-- Start --

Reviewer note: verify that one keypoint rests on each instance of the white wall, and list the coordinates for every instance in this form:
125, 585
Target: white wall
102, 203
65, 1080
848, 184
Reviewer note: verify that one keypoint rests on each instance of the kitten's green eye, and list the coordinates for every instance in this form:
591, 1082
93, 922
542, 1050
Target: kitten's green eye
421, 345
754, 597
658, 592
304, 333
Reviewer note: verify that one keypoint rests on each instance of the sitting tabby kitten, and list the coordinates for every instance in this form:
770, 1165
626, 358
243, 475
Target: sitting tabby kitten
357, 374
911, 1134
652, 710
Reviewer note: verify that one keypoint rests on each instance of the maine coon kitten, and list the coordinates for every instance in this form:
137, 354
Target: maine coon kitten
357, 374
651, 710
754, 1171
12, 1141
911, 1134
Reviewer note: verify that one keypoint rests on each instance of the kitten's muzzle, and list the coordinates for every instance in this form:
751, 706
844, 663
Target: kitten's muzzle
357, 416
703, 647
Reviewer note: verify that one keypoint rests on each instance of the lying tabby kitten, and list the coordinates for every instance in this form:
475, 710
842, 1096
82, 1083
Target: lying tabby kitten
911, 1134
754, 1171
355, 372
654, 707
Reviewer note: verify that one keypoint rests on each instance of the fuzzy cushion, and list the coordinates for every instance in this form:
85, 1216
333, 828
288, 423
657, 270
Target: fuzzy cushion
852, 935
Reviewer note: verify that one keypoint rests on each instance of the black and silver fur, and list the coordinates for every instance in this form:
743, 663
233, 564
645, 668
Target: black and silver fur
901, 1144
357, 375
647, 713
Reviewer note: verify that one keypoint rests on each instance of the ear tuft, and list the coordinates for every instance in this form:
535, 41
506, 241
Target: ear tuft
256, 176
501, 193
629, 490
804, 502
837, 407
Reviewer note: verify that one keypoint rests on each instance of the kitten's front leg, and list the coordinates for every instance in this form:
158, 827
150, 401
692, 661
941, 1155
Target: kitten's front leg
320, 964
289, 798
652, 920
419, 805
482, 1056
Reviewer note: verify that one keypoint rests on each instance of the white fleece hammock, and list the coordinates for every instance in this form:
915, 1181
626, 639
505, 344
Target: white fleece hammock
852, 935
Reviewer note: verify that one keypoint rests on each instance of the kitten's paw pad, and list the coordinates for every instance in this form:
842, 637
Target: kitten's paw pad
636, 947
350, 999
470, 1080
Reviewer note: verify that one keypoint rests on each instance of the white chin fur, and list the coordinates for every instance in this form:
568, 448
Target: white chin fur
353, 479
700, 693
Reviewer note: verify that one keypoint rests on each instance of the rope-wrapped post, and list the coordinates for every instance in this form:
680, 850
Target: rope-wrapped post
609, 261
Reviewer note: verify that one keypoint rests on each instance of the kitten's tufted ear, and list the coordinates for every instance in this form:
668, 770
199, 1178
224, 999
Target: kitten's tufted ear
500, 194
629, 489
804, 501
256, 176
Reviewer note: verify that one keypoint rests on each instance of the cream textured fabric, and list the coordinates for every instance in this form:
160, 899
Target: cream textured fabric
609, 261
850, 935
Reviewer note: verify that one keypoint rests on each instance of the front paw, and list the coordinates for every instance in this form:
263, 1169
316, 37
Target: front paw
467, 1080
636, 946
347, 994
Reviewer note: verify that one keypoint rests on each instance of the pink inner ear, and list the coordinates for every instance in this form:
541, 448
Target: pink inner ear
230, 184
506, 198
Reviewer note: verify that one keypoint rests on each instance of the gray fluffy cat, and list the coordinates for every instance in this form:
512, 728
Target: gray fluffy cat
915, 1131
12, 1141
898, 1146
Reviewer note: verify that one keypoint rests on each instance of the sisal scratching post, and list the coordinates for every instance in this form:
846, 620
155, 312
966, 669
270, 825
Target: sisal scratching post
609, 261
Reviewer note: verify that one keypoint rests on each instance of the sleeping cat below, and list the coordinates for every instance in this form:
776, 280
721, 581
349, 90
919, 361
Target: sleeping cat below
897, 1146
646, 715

-- End --

Short problem =>
Restate the records, all of them, precisely as written.

Exercise response =>
Reviewer note: verify that one keypoint rests on each instance of the white wall, and list the coordinates for every instance in this form:
125, 585
Target: white wall
102, 203
65, 1080
848, 184
Reviewer note: verify that one keypoint rests on each instance of the kitten's green eye, and list the coordinates for every instance in this form:
591, 1082
93, 922
542, 1050
Target: kitten's green eye
421, 345
754, 597
658, 592
304, 333
Reviewer note: verify that one keypoint rests on each instance of the sitting tabby kitten, and list the coordinates for every instance in this form:
770, 1165
626, 358
243, 475
Target: sitting tabby kitten
357, 374
911, 1134
652, 710
Reviewer note: verify that one keypoint rests on each instance of the maine coon kitten, and list the coordinates for every instance in this form:
137, 354
Target: maine coon kitten
357, 374
651, 710
754, 1171
12, 1141
911, 1134
Reviewer note: verify that one keypoint rests on each instance of the kitten's muzzle, and list the coordinates for every instance in this form:
751, 706
844, 663
Target: kitten's muzzle
357, 416
703, 647
Reviewer note: verify that one keypoint rests on each instance of the lying tabby kitten, and list the coordinates for every instance in this form:
475, 710
842, 1096
82, 1083
Target: lying tabby kitten
911, 1134
754, 1171
355, 372
654, 707
Reviewer note: verify that one keypoint rests on each instance of the fuzzy cushion, and list the coordinates for every instance in this form:
85, 1216
333, 828
288, 423
657, 270
Target: fuzzy cushion
852, 935
Reviewer note: verify that one keypoint rests on each instance of the black and silver fur, and list the coordinates for every instance in this form:
743, 663
233, 564
645, 668
Target: black and silver fur
901, 1144
357, 375
647, 713
Reviewer note: verify that one keypoint rests on each instance of the ear tuft, and list the coordinates for every instance in this form:
535, 41
506, 241
Target: ear tuft
256, 176
501, 193
629, 490
804, 502
837, 407
Reviewer note: verify that one keypoint rests on each instance of the kitten's front leg, and list the coordinates for every instance in this form:
158, 827
150, 401
692, 661
941, 1155
Target: kitten's front leg
320, 964
289, 798
652, 920
419, 805
482, 1056
Reviewer note: verify that one keypoint rests on each instance of the white fleece hammock, and list the coordinates for every instance in this form:
915, 1181
626, 639
505, 344
Target: white fleece hammock
852, 935
Reviewer note: verify that one keypoint rests on each instance of the kitten's paw pad, and list the coordinates for every instance in this form:
842, 637
Target: kitten's paw pad
636, 947
350, 999
470, 1080
Reviewer note: verify that one keypoint rests on each instance of the white chin fur, and list the coordinates for every instance in this form:
568, 448
Target: white chin fur
353, 479
700, 693
Reviewer note: verify that one keypoint rests on each instance of the rope-wrapped post, and list the coordinates for every instance in this form:
680, 850
Target: rope-wrapped post
609, 261
Reviewer note: verify that one keypoint rests on each instance of the kitten's tufted ear, and list the coordinates for every instance in this form:
668, 770
199, 1178
224, 999
Target: kitten's tufted ear
500, 194
629, 489
804, 501
256, 176
Reviewer note: verify that one keypoint rests on each instance of the cream textured fabric, and list the coordinates for every instance in this form:
160, 899
Target: cream textured fabric
609, 261
850, 935
Reviewer note: verify that one keypoint rests on each instance of the front paw, and list the coordinates for every instance in this form:
263, 1169
316, 37
Target: front paw
467, 1080
636, 946
347, 994
Reviewer note: verify that one keypoint rests on each instance of the pink inner ear, and list the coordinates for every instance in this form:
541, 448
Target: pink inner ear
230, 184
506, 198
Reviewer note: verify that one keypoint rests on each instance of the gray fluffy cat, and list the coordinates for every instance in this form:
512, 728
Target: gray fluffy cat
915, 1131
12, 1141
898, 1146
Reviewer note: verify that one keypoint rests on each instance of the sisal scratching post, and list the coordinates for every instance in this form:
846, 620
155, 312
966, 669
270, 825
Target: sisal scratching post
609, 261
Reviewer note: verify that one keypoint rests on each instance of the sleeping cat below, and list the coordinates for every instance in this form:
776, 280
721, 581
349, 90
919, 361
Target: sleeping cat below
897, 1146
646, 715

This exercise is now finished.